→ Problems to work on:
1. Answer these questions from the essay on the end of journalism:
(a) In the movies, whom does the White House usually bring together?
(b) How many countries were the people who surrounded the author in the last weeks from?
(c) What does "SUSI" stand for?
2. Print everything in the essay on the end of journalism from "I do not believe" down to "eradicate the danger.".

─── Document extract ───

The end of journalism? Think again!

I do not believe there is someone in this whole world who has never seen an American movie with heroes that are about to save the mankind from an imminent disaster. Hollywood writers imagined that apocalyptic scenario in different ways: the end of the world was to come either because of viruses and disease, or because of dramatic climate changes, to name a couple of them. But each time the ones who found the solution for the crisis were the scientists. In the movies, the White House usually brings together an international team of scientists who come to a solution. The scientists and the American administration save the humankind once more and eradicate the danger.

This is the way I felt in the last 4 weeks of my life: as being part of something important and feeling that this is only the beginning. In the last weeks I was surrounded by very smart people from 15 countries: Azerbaijan, Bangladesh, Chile, Ecuador, Honduras, India, Kyrgyzstan, Lebanon, Malaysia, Mongolia, Mozambique, Nepal, Ukraine, Zambia and Zimbabwe. All these scholars are scientists, all of them are very bright in their work field. All of them have qualities, doubts, questions and answers. All of them have been chosen by the US Department of State out of the 100 scholars shortlisted from around the world. We all are called “SUSI people”, which stands for “Study of the U.S. Institute for Journalism and Media Scholar”.

─── Data under study ───

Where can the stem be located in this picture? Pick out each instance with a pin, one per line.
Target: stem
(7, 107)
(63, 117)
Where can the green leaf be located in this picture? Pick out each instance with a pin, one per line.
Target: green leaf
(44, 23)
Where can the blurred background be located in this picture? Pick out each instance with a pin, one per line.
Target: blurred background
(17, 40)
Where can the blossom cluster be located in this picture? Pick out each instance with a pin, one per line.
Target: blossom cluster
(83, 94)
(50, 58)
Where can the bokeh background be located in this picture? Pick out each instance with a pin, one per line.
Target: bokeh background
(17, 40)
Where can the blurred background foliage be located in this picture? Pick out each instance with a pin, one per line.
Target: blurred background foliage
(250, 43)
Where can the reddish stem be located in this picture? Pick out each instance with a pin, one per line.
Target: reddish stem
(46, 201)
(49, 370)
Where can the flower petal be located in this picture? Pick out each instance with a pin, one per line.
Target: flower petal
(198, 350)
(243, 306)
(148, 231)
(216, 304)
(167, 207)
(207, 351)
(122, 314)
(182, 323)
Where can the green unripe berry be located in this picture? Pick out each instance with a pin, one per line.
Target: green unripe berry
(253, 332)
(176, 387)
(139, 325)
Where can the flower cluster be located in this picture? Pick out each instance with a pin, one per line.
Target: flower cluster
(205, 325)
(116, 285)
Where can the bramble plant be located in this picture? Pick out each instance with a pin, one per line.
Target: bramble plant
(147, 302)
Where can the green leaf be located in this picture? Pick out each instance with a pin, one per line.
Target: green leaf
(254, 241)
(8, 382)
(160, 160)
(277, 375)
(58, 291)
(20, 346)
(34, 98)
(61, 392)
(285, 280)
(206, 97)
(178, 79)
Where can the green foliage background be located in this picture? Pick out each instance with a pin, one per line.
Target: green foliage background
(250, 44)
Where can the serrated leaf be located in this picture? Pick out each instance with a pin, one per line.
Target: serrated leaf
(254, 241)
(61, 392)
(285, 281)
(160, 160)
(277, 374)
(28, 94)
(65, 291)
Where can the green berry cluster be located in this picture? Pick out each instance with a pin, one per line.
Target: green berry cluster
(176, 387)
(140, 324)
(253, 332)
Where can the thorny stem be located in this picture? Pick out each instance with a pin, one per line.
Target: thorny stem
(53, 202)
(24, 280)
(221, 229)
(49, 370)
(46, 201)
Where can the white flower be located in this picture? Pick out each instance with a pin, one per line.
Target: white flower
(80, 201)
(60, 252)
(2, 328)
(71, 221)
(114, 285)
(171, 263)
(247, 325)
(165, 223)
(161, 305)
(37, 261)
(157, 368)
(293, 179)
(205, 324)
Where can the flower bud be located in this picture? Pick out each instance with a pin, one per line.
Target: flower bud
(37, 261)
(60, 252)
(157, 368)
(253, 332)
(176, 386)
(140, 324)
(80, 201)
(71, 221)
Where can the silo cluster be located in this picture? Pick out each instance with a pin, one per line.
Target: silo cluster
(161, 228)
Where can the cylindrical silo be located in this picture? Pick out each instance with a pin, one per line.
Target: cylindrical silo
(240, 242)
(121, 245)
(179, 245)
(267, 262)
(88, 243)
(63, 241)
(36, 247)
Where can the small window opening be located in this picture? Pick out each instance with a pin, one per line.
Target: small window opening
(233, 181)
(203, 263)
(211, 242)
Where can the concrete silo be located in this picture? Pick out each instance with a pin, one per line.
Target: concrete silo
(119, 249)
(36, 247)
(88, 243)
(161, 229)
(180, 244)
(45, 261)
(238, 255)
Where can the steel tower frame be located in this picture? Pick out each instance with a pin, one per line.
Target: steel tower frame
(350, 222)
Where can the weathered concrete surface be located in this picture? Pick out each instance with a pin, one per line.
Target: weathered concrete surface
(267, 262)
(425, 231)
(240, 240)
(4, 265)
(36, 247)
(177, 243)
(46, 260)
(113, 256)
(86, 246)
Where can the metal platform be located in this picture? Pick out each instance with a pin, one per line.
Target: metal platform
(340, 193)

───

→ Replies:
1.
(a) An international team of scientists.
(b) 15.
(c) Study of the U.S. Institute for Journalism and Media Scholar.

2.
I do not believe there is someone in this whole world who has never seen an American movie with heroes that are about to save the mankind from an imminent disaster. Hollywood writers imagined that apocalyptic scenario in different ways: the end of the world was to come either because of viruses and disease, or because of dramatic climate changes, to name a couple of them. But each time the ones who found the solution for the crisis were the scientists. In the movies, the White House usually brings together an international team of scientists who come to a solution. The scientists and the American administration save the humankind once more and eradicate the danger.